# Excerpt provided
The real question is where did the variations in genetic information and epigenetic organisation come from to make up the new body plans?

On the induction from observations, and from needle in a haystack config space search analysis from what we observe for functionally specific information beyond the solar system or cosmological thresholds, we have excellent reason to infer to intelligence.

In that context, questions on the age of the earth or of life on it, or of the solar system and cosmos, or geological eras and fossil life forms, or homologies at gross and genomic levels or proteinome levels etc. etc., are simply irrelevant.

The decisive issue is that there is a need for advocates of evolutionary materialism to demonstrate analytically and empirically, that information beyond the threshold set by the log reduced Chi metric, can be produced as a practical matter by undirected forces of chance and necessity.

Namely:

Chi_500 = I*S – 500, bits beyond the [solar system]  threshold.

To date, such is conspicuous by absence, active information driven genetic algorithms (it seems the latest misleading icon of evolution promotion) notwithstanding.

The only — and abundantly — empirically well-warranted source of such FSCO/I is design.

Design as that tweredun is thus an empirically and analytically well warranted inference on the sign of FSCO/I.

Whodunit or whateverdunit — let’s line up a few suspects:

a: our advanced race of let’s call them “angels” or even “gods” or “aeons” or other parties?

b: Some other entity or party like an ancient race seeding the cosmos because they were lonely or curious [a la Star Trek]? Or,

c: this is all a super-Matrix world? Or

d: not least, the same as who on the sign of cosmological fine tuning of a cosmos for C-chemistry, cell based life with a credible beginning at a finite point in the past?

# Source data
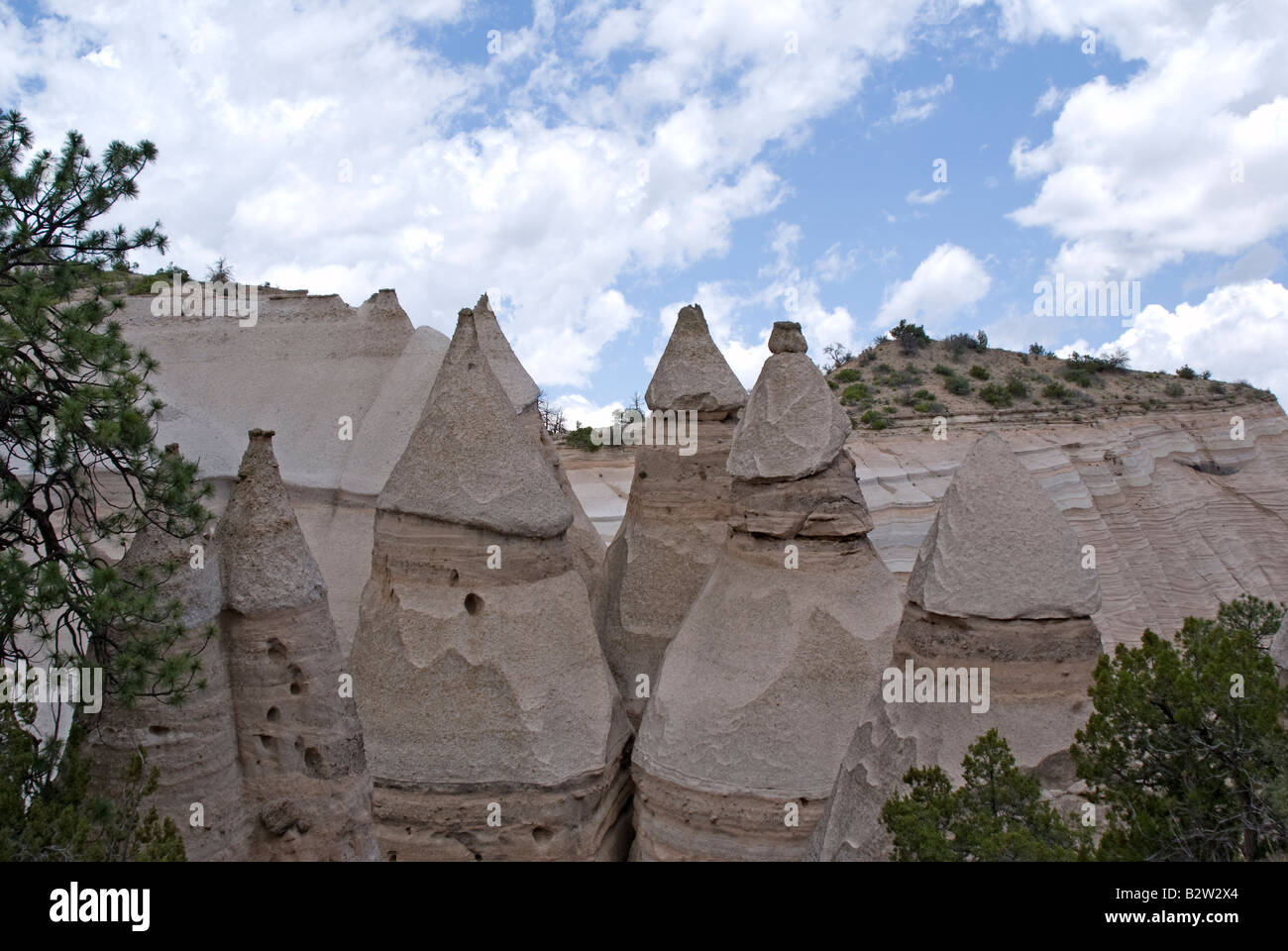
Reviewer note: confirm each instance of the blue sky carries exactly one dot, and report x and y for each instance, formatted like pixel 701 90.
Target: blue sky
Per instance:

# What you will do
[A] In the excerpt on new body plans, what is named as the only empirically well-warranted source of FSCO/I?
[B] Please retype the stretch of the excerpt on new body plans from "The only — and" through "sign of FSCO/I.".

# Written responses
[A] Design.

[B]
The only — and abundantly — empirically well-warranted source of such FSCO/I is design.

Design as that tweredun is thus an empirically and analytically well warranted inference on the sign of FSCO/I.